__Exercise description__. Convert the records below into a JSON list of strings with one string per line. Leave out the blank lines.

***** Data excerpts *****

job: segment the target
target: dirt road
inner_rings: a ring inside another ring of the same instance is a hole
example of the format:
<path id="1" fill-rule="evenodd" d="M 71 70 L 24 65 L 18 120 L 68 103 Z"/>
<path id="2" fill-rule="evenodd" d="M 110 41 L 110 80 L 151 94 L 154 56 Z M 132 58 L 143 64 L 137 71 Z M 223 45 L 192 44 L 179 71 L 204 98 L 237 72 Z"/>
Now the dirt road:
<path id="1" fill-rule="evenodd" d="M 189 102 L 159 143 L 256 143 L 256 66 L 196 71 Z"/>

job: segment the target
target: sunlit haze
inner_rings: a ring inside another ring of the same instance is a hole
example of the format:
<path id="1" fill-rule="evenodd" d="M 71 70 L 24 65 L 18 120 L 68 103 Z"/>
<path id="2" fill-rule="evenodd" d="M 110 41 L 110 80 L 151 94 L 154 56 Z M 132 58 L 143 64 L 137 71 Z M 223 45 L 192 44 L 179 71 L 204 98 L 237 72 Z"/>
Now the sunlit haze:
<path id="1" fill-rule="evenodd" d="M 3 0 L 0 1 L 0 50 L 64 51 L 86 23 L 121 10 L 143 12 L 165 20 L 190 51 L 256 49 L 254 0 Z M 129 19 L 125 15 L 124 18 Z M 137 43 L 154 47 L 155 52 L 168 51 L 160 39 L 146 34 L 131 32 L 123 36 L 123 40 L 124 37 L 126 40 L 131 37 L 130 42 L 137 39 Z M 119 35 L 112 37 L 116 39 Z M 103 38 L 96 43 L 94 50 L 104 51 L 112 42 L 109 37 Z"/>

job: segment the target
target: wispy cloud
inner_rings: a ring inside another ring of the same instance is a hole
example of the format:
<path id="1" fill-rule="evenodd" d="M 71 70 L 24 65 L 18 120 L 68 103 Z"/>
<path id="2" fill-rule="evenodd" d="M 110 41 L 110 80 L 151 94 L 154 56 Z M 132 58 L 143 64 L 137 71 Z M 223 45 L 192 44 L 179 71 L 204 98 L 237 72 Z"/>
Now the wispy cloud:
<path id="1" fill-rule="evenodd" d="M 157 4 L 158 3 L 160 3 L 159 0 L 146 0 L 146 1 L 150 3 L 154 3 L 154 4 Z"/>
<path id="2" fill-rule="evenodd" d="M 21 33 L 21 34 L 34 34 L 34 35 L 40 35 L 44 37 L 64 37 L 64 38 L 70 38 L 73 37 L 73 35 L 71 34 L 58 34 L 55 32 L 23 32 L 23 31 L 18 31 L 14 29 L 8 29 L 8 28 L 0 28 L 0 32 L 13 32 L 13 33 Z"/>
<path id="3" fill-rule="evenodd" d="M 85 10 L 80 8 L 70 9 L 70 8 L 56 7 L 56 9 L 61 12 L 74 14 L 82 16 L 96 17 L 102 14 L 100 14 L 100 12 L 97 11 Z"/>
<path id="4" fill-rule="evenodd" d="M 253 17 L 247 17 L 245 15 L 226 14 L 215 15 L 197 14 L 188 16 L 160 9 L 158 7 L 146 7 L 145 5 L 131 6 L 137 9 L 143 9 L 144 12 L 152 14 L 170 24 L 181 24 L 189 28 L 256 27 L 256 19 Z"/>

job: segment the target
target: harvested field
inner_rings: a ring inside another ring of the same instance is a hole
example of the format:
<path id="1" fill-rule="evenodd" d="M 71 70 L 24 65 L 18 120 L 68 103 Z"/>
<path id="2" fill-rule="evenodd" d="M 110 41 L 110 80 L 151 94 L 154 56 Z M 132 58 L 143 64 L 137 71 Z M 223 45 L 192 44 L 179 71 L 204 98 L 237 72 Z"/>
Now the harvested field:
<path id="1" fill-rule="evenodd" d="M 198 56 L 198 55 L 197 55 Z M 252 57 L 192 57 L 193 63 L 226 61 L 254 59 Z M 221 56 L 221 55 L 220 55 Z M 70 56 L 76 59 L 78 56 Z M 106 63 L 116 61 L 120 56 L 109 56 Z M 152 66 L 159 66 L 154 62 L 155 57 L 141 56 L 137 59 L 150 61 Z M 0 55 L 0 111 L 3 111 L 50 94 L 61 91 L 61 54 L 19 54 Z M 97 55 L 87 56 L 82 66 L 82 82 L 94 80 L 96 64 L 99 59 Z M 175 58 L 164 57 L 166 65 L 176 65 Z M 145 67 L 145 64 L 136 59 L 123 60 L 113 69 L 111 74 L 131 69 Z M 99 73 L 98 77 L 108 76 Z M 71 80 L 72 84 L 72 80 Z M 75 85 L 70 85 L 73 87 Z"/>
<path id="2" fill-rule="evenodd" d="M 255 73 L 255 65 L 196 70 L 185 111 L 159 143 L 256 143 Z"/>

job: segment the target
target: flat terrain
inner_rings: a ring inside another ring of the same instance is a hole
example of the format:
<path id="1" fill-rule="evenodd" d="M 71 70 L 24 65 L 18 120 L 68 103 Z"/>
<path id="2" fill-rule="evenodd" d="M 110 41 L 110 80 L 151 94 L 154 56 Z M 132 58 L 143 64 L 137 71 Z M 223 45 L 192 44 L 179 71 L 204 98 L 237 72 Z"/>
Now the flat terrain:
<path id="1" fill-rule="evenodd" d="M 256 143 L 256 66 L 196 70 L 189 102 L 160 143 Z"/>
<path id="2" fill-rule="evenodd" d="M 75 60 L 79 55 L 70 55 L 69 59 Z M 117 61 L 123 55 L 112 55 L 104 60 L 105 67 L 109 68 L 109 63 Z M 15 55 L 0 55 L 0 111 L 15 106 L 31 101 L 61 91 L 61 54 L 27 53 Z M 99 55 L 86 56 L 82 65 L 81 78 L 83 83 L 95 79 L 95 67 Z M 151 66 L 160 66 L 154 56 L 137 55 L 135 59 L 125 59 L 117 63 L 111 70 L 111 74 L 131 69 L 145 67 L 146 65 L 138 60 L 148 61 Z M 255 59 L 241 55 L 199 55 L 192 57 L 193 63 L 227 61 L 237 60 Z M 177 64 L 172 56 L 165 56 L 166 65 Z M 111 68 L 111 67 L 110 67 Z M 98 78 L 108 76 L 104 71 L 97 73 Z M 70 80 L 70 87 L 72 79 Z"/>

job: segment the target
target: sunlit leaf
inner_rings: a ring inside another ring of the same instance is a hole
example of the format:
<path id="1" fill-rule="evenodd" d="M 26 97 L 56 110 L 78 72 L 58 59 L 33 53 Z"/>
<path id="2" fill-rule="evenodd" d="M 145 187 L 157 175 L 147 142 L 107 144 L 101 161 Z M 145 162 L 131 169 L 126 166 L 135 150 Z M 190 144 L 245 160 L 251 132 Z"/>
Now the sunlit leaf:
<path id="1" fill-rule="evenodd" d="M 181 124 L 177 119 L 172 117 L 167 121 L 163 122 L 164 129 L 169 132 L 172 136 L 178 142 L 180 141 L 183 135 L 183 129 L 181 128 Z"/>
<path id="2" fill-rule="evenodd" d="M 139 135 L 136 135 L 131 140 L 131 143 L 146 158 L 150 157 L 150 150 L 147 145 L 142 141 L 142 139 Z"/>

*****

__Answer to this exercise__.
[
  "job: segment the target",
  "target: dirt road",
  "inner_rings: a ring inside another ring of the same instance is a hole",
  "example of the format:",
  "<path id=\"1\" fill-rule=\"evenodd\" d=\"M 71 70 L 24 65 L 18 120 L 68 103 Z\"/>",
  "<path id=\"2\" fill-rule=\"evenodd\" d=\"M 110 41 L 110 80 L 151 94 L 154 56 Z M 132 58 L 143 64 L 137 71 Z M 223 45 L 192 44 L 179 71 L 204 98 L 237 72 Z\"/>",
  "Now the dirt road:",
  "<path id=\"1\" fill-rule=\"evenodd\" d=\"M 189 102 L 159 143 L 256 143 L 256 66 L 196 71 Z\"/>",
  "job: segment the target",
  "target: sunlit haze",
  "inner_rings: a ring inside another ring of the same instance is a hole",
  "example of the format:",
  "<path id=\"1\" fill-rule=\"evenodd\" d=\"M 71 70 L 24 65 L 18 120 L 68 103 Z\"/>",
  "<path id=\"2\" fill-rule=\"evenodd\" d=\"M 110 41 L 110 80 L 151 94 L 154 56 Z M 132 58 L 143 64 L 137 71 Z M 223 45 L 192 44 L 179 71 L 204 98 L 237 72 Z\"/>",
  "Now the sunlit haze:",
  "<path id=\"1\" fill-rule=\"evenodd\" d=\"M 3 0 L 0 1 L 0 50 L 64 51 L 86 23 L 121 10 L 143 12 L 165 20 L 190 51 L 256 49 L 254 0 Z M 129 19 L 125 15 L 124 18 Z M 137 43 L 154 47 L 155 52 L 168 51 L 160 39 L 146 34 L 131 32 L 123 36 L 123 40 L 124 37 L 126 40 L 131 37 L 130 42 L 137 39 Z M 119 35 L 112 37 L 116 39 Z M 103 38 L 96 43 L 94 50 L 104 51 L 112 42 L 109 37 Z\"/>",
  "job: segment the target",
  "target: wispy cloud",
  "inner_rings: a ring inside another ring of the same instance is a hole",
  "example of the format:",
  "<path id=\"1\" fill-rule=\"evenodd\" d=\"M 71 70 L 24 65 L 18 120 L 68 103 Z\"/>",
  "<path id=\"2\" fill-rule=\"evenodd\" d=\"M 110 41 L 110 80 L 151 94 L 154 56 Z M 132 58 L 143 64 L 137 71 Z M 223 45 L 192 44 L 179 71 L 204 98 L 237 72 Z\"/>",
  "Now the wispy cloud:",
  "<path id=\"1\" fill-rule=\"evenodd\" d=\"M 157 4 L 158 3 L 160 3 L 159 0 L 146 0 L 146 1 L 150 3 L 154 3 L 154 4 Z\"/>",
  "<path id=\"2\" fill-rule=\"evenodd\" d=\"M 21 33 L 21 34 L 34 34 L 34 35 L 40 35 L 44 37 L 64 37 L 64 38 L 70 38 L 73 37 L 73 35 L 71 34 L 58 34 L 55 32 L 23 32 L 23 31 L 18 31 L 14 29 L 8 29 L 8 28 L 0 28 L 0 32 L 13 32 L 13 33 Z\"/>",
  "<path id=\"3\" fill-rule=\"evenodd\" d=\"M 85 10 L 80 8 L 70 9 L 70 8 L 56 7 L 56 9 L 61 12 L 74 14 L 82 16 L 96 17 L 102 14 L 100 14 L 100 12 L 97 11 Z\"/>",
  "<path id=\"4\" fill-rule=\"evenodd\" d=\"M 253 17 L 247 17 L 245 15 L 226 14 L 215 15 L 197 14 L 188 16 L 160 9 L 158 7 L 146 7 L 145 5 L 131 6 L 137 9 L 143 9 L 144 12 L 152 14 L 170 24 L 181 24 L 189 28 L 256 27 L 256 19 Z\"/>",
  "job: segment the target",
  "target: harvested field",
  "inner_rings: a ring inside another ring of the same instance is a hole",
  "example of the format:",
  "<path id=\"1\" fill-rule=\"evenodd\" d=\"M 71 70 L 24 65 L 18 120 L 68 103 Z\"/>",
  "<path id=\"2\" fill-rule=\"evenodd\" d=\"M 110 41 L 110 80 L 151 94 L 154 56 Z M 132 58 L 143 64 L 137 71 Z M 223 45 L 192 44 L 179 71 L 204 98 L 237 72 Z\"/>",
  "Now the harvested field:",
  "<path id=\"1\" fill-rule=\"evenodd\" d=\"M 198 56 L 198 55 L 197 55 Z M 252 57 L 192 57 L 193 63 L 226 61 L 254 59 Z M 221 56 L 221 55 L 220 55 Z M 70 56 L 76 59 L 78 56 Z M 106 63 L 116 61 L 120 56 L 109 56 Z M 152 66 L 159 66 L 154 62 L 155 57 L 141 56 L 137 59 L 150 61 Z M 0 55 L 0 111 L 3 111 L 50 94 L 61 91 L 61 54 L 19 54 Z M 97 55 L 87 56 L 82 66 L 82 82 L 94 80 L 96 64 L 99 59 Z M 175 58 L 164 57 L 166 65 L 176 65 Z M 145 67 L 145 64 L 136 59 L 123 60 L 113 69 L 111 74 L 131 69 Z M 99 73 L 98 77 L 108 76 Z M 71 80 L 72 84 L 72 80 Z M 75 85 L 70 85 L 73 87 Z\"/>",
  "<path id=\"2\" fill-rule=\"evenodd\" d=\"M 255 73 L 255 65 L 196 70 L 185 111 L 159 143 L 256 143 Z\"/>",
  "job: segment the target",
  "target: flat terrain",
  "inner_rings: a ring inside another ring of the same instance is a hole",
  "example of the format:",
  "<path id=\"1\" fill-rule=\"evenodd\" d=\"M 71 70 L 24 65 L 18 120 L 68 103 Z\"/>",
  "<path id=\"2\" fill-rule=\"evenodd\" d=\"M 110 41 L 110 80 L 151 94 L 154 56 Z M 132 58 L 143 64 L 137 71 Z M 223 45 L 192 44 L 179 71 L 204 98 L 237 72 Z\"/>",
  "Now the flat terrain:",
  "<path id=\"1\" fill-rule=\"evenodd\" d=\"M 256 143 L 256 66 L 196 70 L 189 102 L 160 143 Z\"/>",
  "<path id=\"2\" fill-rule=\"evenodd\" d=\"M 75 60 L 79 55 L 70 55 L 69 59 Z M 117 61 L 123 55 L 112 55 L 104 60 L 105 67 L 109 68 L 109 63 Z M 15 55 L 0 55 L 0 111 L 15 106 L 31 101 L 61 91 L 61 54 L 27 53 Z M 99 55 L 86 56 L 82 65 L 81 78 L 83 83 L 95 79 L 95 67 Z M 151 66 L 160 66 L 154 56 L 137 55 L 135 59 L 125 59 L 117 63 L 111 70 L 111 74 L 131 69 L 145 67 L 146 65 L 138 60 L 148 61 Z M 255 59 L 241 55 L 199 55 L 192 57 L 193 63 L 227 61 L 237 60 Z M 177 64 L 172 56 L 165 56 L 166 65 Z M 111 68 L 111 67 L 110 67 Z M 98 78 L 108 76 L 104 71 L 97 73 Z M 70 80 L 70 87 L 72 79 Z\"/>",
  "job: segment the target",
  "target: sunlit leaf",
  "inner_rings: a ring inside another ring of the same instance is a hole",
  "example of the format:",
  "<path id=\"1\" fill-rule=\"evenodd\" d=\"M 26 97 L 56 110 L 78 72 L 58 59 L 33 53 Z\"/>",
  "<path id=\"2\" fill-rule=\"evenodd\" d=\"M 145 187 L 157 175 L 147 142 L 107 144 L 101 161 Z M 145 162 L 131 169 L 126 166 L 135 150 Z M 190 144 L 245 160 L 251 132 Z\"/>",
  "Now the sunlit leaf:",
  "<path id=\"1\" fill-rule=\"evenodd\" d=\"M 181 124 L 177 119 L 172 117 L 167 121 L 163 122 L 164 129 L 169 132 L 172 136 L 178 142 L 180 141 L 183 135 L 183 129 L 181 128 Z\"/>",
  "<path id=\"2\" fill-rule=\"evenodd\" d=\"M 139 135 L 136 135 L 131 140 L 131 143 L 146 158 L 150 157 L 150 150 L 147 145 L 142 141 L 142 139 Z\"/>"
]